→ **DESCRIPTION OF THE TASK**
Reproduce the whole listing, character for character.

→ **SUPPLIED MATERIAL**
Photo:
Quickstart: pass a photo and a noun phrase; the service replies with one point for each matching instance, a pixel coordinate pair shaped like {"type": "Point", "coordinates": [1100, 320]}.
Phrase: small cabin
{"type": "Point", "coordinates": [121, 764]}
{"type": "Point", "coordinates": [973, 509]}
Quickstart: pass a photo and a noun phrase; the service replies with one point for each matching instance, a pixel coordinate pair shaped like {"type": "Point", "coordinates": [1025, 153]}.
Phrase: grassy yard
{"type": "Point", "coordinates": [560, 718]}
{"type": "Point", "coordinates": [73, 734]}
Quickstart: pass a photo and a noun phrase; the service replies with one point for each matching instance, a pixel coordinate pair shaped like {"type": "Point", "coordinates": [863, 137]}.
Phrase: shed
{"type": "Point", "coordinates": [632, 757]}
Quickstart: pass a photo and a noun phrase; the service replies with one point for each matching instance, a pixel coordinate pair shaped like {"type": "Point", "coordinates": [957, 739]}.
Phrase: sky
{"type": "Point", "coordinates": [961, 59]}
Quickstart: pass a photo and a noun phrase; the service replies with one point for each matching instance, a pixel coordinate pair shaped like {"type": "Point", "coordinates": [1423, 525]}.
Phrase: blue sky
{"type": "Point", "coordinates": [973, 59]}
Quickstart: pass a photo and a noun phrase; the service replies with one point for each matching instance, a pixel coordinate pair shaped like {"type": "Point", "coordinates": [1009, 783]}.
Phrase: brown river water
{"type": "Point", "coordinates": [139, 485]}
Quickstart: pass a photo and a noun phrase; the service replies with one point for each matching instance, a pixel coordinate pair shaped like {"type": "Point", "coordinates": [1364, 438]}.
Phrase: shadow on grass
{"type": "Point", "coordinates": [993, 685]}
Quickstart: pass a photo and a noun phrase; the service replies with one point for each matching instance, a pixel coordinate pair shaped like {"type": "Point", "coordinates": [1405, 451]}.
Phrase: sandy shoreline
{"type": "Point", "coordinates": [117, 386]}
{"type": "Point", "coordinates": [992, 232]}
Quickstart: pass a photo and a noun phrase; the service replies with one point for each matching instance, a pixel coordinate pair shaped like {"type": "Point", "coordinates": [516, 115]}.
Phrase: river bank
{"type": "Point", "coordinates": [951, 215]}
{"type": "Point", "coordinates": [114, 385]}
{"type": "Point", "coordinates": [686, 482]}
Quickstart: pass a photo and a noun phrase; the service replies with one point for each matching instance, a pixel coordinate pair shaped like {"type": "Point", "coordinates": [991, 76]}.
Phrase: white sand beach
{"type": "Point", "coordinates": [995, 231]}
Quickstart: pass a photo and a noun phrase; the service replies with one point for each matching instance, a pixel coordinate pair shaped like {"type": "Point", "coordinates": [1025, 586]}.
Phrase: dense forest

→ **EXERCISE RESPONSE**
Photo:
Quickstart: pass a photo and a noun phrase; the service replies with one point for each matching instance, a pixel coordinate pair shaped like {"type": "Point", "coordinates": [1100, 320]}.
Phrase: small cabin
{"type": "Point", "coordinates": [121, 764]}
{"type": "Point", "coordinates": [973, 509]}
Quickstart: pass a photo and a noun phrase; the service replies with one point for each matching instance, a pixel coordinate pair shaped like {"type": "Point", "coordinates": [1025, 153]}.
Phrase: grassy yard
{"type": "Point", "coordinates": [560, 718]}
{"type": "Point", "coordinates": [73, 734]}
Quickstart: pass a photo and a noun phrase; the service replies with one point for each matching instance, a pixel coordinate pair shaped like {"type": "Point", "coordinates": [863, 137]}.
Phrase: shed
{"type": "Point", "coordinates": [632, 757]}
Quickstart: pass a photo and a noun phrase; the service replies with one point for each matching instance, a pixel coordinate pair shaped like {"type": "Point", "coordinates": [957, 739]}.
Phrase: sky
{"type": "Point", "coordinates": [961, 59]}
Quickstart: pass a photo and a noun phrase; the service replies with one point for each matching instance, a pixel coordinate pair shaped like {"type": "Point", "coordinates": [1423, 525]}.
Phrase: blue sky
{"type": "Point", "coordinates": [973, 59]}
Quickstart: pass a photo and a noun phrase; the service replies with one point for each matching instance, a pixel coordinate pair shaped like {"type": "Point", "coordinates": [1009, 783]}.
Phrase: brown river water
{"type": "Point", "coordinates": [139, 485]}
Quickstart: pass a photo and a noun phrase; the service replies with one point for each matching instance, a pixel coordinate pair shaped like {"type": "Point", "coordinates": [1364, 438]}.
Phrase: shadow on grass
{"type": "Point", "coordinates": [993, 685]}
Quickstart: pass a photo and a noun phrase; the service replies with one point for each matching instance, a pixel coordinate pair shaped like {"type": "Point", "coordinates": [1405, 451]}.
Phrase: sandy shoreline
{"type": "Point", "coordinates": [117, 386]}
{"type": "Point", "coordinates": [992, 232]}
Quickstart: pass a photo and a noun phrase; the service replies with one point for each matching instance, a pixel coordinate pair shaped like {"type": "Point", "coordinates": [516, 115]}.
Phrase: river bank
{"type": "Point", "coordinates": [951, 215]}
{"type": "Point", "coordinates": [114, 385]}
{"type": "Point", "coordinates": [686, 482]}
Quickstart: pass a photo and a noun phrase; the service replies with one point for each matching instance, a pixel coordinate pair shaped like {"type": "Point", "coordinates": [991, 76]}.
Phrase: white sand beach
{"type": "Point", "coordinates": [995, 231]}
Quickstart: pass a photo and a noun phrase; the service replies with one point for each matching instance, a pixel coordinate pair shaped like {"type": "Point", "coordinates": [1025, 586]}.
Phrase: dense forest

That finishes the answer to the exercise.